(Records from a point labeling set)
* * *
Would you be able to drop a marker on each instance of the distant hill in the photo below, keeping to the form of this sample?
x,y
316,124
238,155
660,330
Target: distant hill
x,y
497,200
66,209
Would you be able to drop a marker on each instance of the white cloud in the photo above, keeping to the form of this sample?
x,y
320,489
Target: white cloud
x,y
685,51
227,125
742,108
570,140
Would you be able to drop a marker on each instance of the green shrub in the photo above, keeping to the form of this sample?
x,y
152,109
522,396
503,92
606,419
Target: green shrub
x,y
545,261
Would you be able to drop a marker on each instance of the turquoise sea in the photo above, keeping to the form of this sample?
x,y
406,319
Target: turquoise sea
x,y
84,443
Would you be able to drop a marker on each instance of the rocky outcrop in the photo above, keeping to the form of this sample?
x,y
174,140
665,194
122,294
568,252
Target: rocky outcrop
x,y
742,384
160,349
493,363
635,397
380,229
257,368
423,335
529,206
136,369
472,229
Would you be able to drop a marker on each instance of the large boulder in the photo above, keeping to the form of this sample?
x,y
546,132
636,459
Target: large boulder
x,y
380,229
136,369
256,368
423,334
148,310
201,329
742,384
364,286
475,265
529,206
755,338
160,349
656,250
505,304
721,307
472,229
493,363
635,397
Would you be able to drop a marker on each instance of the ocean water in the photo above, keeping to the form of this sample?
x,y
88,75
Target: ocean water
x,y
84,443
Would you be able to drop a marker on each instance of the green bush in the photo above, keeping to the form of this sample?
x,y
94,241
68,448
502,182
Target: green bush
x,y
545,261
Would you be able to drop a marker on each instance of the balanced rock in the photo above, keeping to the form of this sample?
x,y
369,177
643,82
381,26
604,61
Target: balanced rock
* * *
THE REQUEST: Find the line with "of the rocky" in the listing above, then write out that line and each remaining line exactly, with no other text.

WRITTEN RESPONSE:
Would you be able to drop a marker on each instance of the rocky outcrop in the photo above, keeping to the form of this sample?
x,y
174,140
665,194
122,294
568,252
Target: rocky outcrop
x,y
742,384
160,349
493,363
635,397
380,229
257,368
423,335
529,206
136,369
472,229
Would you be able to drop a marker on each instance of the large boulder in the photo above, keeping to the form of this sample?
x,y
546,132
636,459
Target: large boulder
x,y
380,229
136,369
256,368
423,334
148,310
201,329
742,384
364,286
475,265
529,206
755,338
160,349
656,250
505,304
721,307
472,229
493,363
635,397
Would you be able to drop a marker on each instance of the ocean water in the photo above, keeping to the form of this sample?
x,y
88,75
Target: ocean water
x,y
84,443
Would you be able to drop a marker on each instance of the green bush in the photo above, keeping to the form of this sample?
x,y
94,241
68,448
502,182
Target: green bush
x,y
545,261
Would you be able to drop a marker on each instance of the balanced rock in the photo above, keeping to the form of this sample?
x,y
369,177
643,82
381,26
604,61
Target: balanced rock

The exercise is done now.